Excerpt to read:
-.-.-

[Python-ideas] Processing surrogates in

Wed May 6 06:00:29 CEST 2015

On May 5, 2015, at 12:21, Nick Coghlan <ncoghlan at gmail.com> wrote:
> 
>> On 5 May 2015 at 18:23, Stephen J. Turnbull <stephen at xemacs.org> wrote:
>> So this proposal merely amounts to reintroduction of the Python 2 str
>> confusion into Python 3.  It is dangerous *precisely because* the
>> current situation is so frustrating.  These functions will not be used
>> by "consenting adults", in most cases.  Those with sufficient
>> knowledge for "informed consent" also know enough to decode encoded
>> text ASAP, and encode internal text ALAP, with appropriate handlers,
>> in the first place.
>> 
>> Rather, these str2str functions will be used by programmers at the
>> ends of their ropes desperate to suppress "those damned Unicode
>> errors" by any means available.  In fact, they are most likely to be
>> used and recommended by *library* writers, because they're the ones
>> who are least like to have control over input, or to know their
>> clients' requirements for output.  "Just use rehandle_* to ameliorate
>> the errors" is going to be far too tempting for them to resist.
> 
> The primary intended audience is Linux distribution developers using
> Python 3 as the system Python. I agree misuse in other contexts is a
> risk, but consider assisting the migration of the Linux ecosystem from
> Python 2 to Python 3 sufficiently important that it's worth our while
> taking that risk.

In this case, the "unfortunate" fact that all these functions have to be "buried" in codecs instead of more discoverable sounds like a _good_ thing, not a problem. The Fedora and Ubuntu people will know where to find them, other linux distros will follow their lead, and the kind of end-user developers that Stephen is worried about who just like to throw in random encode and decode calls until their one test case on their one machine works will never even notice them and will still be encouraged to actually do the right thing.

>> That Nick, of all people, supports this proposal is to me just
>> confirmation that it's frustration, and only frustration, speaking
>> here.  He used to be one of the strongest supporters of keeping
>> "native text" (Unicode) and "encoded text" separate by keeping the
>> latter in bytes.
> 
> It's not frustration (at least, I don't think it is), it's a proposal
> for advanced tooling to deal properly with legacy *nix systems that
> either:
> 
> a. use a locale encoding other than UTF-8; or
> b. don't reliably set the locale encoding for system services and cron
> jobs (which anecdotally appears to amount to "aren't using systemd" in
> the current crop of *nix init systems)

It seems like launchd systems are as good as systemd systems here. Or are you not considering OS X a *nix?

I suppose given than the timeline for Apple to switch to Python 3 as the default Python is "maybe it'll happen, but we'll never tell you until a month before the public beta", it isn't really all that relevant...

-.-.-

Dataset content:
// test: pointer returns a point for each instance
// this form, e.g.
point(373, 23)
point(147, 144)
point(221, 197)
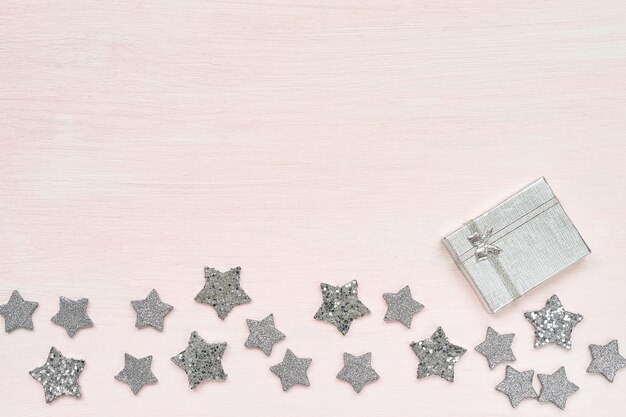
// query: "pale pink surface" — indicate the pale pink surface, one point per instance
point(305, 141)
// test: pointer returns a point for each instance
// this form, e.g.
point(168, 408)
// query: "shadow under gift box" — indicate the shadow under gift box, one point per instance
point(517, 245)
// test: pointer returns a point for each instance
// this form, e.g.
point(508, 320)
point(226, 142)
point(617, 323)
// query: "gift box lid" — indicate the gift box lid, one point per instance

-.-.-

Work to be completed: Please answer from the Python-ideas thread: who is the primary intended audience of the proposed functions?

Output: Linux distribution developers using Python 3 as the system Python.